-- Opening Marker --

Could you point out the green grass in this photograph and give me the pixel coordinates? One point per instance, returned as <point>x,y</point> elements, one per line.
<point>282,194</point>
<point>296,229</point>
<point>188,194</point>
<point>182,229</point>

-- Closing Marker --

**Work to complete:**
Whatever the material above holds, copy it over exactly, line by line.

**Final answer:**
Could you point out the green grass in this photograph and give me the pixel coordinates? One point per instance, returned as <point>x,y</point> elements, one per line.
<point>282,194</point>
<point>296,229</point>
<point>188,194</point>
<point>182,229</point>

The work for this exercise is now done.